:: PROVIDED INFORMATION
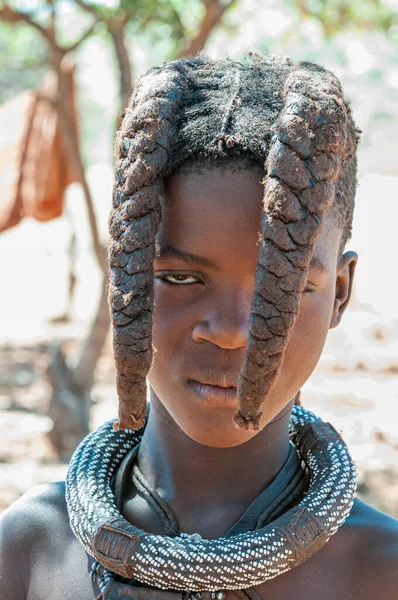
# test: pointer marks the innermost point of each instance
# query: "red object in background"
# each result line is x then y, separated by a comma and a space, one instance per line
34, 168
::::
:: PROVIDED INFORMATION
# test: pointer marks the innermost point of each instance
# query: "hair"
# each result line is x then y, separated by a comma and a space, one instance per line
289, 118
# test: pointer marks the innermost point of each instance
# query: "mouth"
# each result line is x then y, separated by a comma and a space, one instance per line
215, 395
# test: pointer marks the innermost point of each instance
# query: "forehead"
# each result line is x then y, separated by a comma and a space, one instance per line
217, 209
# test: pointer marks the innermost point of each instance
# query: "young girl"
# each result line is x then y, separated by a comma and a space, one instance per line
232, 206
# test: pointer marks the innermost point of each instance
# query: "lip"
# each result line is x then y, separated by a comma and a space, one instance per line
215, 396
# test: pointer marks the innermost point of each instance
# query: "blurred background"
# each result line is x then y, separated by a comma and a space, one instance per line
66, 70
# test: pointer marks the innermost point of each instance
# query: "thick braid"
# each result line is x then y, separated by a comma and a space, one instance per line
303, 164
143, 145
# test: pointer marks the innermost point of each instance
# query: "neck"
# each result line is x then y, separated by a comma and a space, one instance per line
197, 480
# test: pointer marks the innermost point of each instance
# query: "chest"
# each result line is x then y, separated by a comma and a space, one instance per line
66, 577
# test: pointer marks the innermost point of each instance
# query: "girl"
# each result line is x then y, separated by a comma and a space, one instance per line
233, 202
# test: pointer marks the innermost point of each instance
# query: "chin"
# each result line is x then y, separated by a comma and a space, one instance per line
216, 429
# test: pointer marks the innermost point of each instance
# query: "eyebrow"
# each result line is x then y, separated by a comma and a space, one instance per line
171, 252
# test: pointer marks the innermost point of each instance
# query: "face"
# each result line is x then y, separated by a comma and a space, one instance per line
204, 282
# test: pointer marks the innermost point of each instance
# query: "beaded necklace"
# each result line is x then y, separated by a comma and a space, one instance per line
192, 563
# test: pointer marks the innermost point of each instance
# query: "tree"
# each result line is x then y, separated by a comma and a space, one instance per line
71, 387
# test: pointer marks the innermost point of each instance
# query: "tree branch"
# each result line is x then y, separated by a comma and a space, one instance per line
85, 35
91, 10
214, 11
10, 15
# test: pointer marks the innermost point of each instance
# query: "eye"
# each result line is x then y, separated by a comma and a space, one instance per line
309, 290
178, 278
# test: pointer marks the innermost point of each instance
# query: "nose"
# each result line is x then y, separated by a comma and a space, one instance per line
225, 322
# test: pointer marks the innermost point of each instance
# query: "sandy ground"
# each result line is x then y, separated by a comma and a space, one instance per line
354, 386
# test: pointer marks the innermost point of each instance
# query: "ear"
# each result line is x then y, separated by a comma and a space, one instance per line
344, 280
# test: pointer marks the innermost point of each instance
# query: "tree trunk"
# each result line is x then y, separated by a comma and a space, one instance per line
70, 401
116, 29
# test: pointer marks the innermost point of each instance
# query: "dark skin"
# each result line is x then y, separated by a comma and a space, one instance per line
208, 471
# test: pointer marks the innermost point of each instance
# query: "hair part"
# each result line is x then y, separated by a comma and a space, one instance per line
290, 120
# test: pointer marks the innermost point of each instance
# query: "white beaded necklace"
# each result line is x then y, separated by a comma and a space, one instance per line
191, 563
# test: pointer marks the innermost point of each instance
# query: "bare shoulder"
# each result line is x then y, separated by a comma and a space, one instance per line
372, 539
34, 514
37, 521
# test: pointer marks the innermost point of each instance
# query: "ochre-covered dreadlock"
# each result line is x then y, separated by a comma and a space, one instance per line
::::
:: PROVIDED INFORMATION
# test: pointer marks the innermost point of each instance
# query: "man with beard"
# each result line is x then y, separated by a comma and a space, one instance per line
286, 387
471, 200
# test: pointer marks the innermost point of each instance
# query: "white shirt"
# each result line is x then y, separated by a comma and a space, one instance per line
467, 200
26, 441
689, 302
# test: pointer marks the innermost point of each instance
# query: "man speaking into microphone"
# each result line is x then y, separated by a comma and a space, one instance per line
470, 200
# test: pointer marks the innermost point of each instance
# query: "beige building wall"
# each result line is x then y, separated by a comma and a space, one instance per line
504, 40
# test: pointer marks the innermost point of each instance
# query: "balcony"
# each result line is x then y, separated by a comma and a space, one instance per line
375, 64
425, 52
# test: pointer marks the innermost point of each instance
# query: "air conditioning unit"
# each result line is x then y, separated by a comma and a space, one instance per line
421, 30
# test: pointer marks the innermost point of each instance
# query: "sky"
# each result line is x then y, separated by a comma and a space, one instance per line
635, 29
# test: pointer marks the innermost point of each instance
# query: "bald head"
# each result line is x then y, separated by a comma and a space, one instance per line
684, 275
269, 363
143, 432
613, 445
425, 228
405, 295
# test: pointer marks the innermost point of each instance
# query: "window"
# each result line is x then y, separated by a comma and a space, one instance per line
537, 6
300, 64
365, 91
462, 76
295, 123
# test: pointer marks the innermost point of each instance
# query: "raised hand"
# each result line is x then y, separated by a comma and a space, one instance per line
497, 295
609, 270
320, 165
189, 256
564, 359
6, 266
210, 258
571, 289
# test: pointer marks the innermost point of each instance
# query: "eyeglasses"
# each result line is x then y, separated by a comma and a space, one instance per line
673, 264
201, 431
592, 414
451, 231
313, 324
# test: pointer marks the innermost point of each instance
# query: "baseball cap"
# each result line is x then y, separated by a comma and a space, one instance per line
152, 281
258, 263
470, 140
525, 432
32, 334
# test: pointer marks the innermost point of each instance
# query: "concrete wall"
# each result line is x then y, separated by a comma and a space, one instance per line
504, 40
::::
* _EXERCISE DESCRIPTION_:
State how many lines of the records above contain the word "white", treating uppercase and lowercase as different. Give only the number.

* _EXERCISE ANSWER_:
2